Copy out the lines of the records exactly, starting with the line that contains "TARGET = brussels sprout" and going on through the end of the records.
---------- Extracted data ----------
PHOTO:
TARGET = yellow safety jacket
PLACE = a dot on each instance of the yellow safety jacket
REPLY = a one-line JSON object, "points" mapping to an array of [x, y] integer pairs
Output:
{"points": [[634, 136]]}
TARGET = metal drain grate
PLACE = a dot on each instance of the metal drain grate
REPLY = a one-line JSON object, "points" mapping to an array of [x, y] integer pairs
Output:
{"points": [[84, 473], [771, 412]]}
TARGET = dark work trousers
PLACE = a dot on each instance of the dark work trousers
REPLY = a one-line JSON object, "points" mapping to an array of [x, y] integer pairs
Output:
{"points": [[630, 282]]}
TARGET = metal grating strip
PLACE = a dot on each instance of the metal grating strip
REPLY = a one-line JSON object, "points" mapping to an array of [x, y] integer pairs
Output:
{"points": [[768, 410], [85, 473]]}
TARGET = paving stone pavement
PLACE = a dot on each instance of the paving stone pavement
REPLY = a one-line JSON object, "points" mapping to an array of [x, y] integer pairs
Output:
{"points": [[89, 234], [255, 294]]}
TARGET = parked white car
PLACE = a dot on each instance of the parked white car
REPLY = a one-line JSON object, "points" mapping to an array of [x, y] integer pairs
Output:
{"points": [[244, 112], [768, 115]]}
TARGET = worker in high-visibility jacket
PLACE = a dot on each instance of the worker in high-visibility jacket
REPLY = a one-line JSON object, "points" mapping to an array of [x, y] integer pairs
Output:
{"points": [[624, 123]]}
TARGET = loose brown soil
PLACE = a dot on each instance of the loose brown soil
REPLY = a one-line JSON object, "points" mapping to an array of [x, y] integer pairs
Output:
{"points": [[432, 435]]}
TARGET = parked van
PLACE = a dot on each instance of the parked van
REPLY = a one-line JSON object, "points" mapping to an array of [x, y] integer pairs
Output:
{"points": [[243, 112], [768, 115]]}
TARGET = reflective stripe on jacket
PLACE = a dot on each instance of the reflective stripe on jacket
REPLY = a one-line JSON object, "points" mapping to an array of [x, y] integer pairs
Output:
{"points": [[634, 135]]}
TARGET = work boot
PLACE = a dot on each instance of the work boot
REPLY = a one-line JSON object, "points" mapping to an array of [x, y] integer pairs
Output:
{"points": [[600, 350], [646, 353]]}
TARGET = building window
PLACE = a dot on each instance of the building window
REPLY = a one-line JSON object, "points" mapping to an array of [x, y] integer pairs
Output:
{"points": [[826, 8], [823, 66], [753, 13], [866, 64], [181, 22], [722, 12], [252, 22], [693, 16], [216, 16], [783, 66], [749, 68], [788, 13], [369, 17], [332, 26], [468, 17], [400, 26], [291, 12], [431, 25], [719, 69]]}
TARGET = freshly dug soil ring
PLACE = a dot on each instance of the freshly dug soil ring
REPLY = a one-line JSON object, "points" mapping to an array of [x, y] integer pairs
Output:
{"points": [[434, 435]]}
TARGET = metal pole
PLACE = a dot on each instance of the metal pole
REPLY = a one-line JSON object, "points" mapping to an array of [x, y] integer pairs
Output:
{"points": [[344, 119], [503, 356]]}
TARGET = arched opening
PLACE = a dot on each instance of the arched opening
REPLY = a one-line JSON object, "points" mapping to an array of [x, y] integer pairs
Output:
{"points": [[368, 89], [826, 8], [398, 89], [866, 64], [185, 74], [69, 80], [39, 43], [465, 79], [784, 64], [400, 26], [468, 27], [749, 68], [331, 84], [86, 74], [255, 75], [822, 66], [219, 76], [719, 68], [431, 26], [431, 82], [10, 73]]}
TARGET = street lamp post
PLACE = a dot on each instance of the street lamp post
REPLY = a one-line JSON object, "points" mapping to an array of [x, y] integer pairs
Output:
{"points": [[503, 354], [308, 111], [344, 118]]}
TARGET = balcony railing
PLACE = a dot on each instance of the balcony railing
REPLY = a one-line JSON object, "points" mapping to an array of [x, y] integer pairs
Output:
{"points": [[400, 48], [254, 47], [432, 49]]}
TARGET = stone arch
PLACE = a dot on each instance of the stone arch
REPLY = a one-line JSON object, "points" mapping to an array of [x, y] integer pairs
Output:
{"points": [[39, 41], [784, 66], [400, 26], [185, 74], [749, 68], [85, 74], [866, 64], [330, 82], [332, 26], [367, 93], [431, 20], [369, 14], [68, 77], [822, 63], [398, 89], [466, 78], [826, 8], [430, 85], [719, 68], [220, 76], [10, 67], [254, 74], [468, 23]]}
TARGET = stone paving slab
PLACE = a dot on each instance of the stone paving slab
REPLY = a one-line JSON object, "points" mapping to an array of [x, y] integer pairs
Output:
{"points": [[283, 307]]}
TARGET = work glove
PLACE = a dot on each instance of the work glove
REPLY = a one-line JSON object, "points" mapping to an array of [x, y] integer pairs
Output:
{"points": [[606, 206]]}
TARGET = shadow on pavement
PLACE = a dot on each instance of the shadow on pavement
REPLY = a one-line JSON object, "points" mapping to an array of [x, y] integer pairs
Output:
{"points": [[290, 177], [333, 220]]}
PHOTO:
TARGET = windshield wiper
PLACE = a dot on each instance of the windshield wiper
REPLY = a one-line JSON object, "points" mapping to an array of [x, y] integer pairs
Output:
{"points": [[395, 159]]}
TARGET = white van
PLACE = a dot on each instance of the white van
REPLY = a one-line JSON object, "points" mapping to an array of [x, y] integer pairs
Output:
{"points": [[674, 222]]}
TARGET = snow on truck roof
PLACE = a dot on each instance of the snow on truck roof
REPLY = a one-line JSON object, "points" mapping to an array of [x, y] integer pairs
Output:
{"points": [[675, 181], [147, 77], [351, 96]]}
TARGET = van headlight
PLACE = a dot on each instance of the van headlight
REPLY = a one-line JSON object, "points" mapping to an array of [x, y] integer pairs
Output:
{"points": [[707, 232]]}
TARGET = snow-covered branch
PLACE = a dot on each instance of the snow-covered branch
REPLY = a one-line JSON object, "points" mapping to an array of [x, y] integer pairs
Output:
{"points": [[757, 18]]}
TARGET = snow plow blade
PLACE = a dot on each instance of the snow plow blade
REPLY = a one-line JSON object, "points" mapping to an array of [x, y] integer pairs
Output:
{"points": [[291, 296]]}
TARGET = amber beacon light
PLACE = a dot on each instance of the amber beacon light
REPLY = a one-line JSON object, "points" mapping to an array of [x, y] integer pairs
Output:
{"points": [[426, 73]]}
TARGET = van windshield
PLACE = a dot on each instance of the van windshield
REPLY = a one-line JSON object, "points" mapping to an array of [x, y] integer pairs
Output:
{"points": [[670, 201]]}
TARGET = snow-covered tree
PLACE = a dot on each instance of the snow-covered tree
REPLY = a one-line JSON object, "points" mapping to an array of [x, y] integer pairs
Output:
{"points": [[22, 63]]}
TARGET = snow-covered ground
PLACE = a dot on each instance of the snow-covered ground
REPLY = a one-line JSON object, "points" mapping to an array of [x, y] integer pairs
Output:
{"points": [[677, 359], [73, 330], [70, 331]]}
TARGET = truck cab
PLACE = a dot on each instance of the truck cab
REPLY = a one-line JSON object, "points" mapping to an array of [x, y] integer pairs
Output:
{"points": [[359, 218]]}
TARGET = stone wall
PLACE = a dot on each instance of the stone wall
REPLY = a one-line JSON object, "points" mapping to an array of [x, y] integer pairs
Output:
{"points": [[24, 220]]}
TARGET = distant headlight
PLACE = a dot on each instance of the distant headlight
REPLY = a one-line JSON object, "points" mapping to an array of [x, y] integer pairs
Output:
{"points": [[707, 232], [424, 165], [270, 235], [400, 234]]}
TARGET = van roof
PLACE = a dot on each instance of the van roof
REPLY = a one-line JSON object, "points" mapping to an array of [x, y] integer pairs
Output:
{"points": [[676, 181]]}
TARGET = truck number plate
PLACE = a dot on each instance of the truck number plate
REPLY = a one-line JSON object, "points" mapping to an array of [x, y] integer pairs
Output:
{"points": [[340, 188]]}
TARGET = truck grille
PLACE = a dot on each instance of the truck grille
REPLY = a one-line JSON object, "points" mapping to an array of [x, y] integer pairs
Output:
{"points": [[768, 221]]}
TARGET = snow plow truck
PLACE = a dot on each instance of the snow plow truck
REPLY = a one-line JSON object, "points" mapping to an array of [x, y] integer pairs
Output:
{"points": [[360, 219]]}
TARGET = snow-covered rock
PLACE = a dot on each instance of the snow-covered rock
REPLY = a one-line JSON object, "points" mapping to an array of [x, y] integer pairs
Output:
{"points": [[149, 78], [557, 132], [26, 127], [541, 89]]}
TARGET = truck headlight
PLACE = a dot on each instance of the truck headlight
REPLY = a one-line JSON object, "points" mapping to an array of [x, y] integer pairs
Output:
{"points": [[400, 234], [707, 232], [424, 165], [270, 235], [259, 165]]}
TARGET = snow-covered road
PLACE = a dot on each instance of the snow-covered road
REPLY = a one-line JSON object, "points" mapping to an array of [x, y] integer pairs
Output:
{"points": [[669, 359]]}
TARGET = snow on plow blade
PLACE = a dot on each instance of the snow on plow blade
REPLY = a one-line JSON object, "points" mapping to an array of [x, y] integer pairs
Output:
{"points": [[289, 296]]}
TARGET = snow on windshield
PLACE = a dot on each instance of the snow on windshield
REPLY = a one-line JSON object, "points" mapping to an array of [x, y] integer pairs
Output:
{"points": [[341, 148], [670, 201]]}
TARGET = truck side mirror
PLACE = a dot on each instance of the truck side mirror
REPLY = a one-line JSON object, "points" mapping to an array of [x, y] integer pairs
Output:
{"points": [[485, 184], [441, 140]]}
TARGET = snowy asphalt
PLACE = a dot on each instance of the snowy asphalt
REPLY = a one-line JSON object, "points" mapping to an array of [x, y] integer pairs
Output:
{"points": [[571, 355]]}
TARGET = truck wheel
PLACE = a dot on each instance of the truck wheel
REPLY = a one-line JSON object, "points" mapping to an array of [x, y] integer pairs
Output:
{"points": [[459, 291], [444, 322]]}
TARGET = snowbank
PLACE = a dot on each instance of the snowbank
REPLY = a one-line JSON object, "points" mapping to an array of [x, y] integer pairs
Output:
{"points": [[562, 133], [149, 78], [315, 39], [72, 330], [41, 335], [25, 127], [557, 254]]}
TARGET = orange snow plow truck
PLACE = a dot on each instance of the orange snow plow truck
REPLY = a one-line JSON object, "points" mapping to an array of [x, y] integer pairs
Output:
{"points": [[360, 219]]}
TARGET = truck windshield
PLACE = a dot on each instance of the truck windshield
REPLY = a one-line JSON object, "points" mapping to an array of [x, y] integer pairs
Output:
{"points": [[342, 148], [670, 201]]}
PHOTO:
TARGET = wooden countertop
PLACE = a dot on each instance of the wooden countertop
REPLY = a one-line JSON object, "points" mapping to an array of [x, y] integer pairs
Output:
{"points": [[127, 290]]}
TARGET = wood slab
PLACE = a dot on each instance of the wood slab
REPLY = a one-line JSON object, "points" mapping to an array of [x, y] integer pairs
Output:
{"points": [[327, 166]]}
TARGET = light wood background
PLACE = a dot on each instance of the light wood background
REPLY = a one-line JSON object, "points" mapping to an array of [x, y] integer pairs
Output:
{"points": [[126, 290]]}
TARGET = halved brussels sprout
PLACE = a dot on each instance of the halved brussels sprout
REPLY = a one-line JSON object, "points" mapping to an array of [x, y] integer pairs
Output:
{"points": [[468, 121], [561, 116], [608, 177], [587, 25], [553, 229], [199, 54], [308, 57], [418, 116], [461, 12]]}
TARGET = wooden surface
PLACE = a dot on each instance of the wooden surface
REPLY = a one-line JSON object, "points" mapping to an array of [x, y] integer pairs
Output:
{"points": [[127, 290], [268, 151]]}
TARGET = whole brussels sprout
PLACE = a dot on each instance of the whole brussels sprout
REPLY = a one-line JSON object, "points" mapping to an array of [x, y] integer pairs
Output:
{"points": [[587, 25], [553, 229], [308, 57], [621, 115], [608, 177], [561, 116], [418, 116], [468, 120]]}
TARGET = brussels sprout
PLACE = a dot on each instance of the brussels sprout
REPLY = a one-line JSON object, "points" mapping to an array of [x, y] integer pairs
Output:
----------
### Response to this task
TARGET = brussels sprout
PLACE = a dot on each instance of the brussels sprout
REPLY = a one-line JSON object, "points" mapping to an array of [x, y] integer pairs
Output:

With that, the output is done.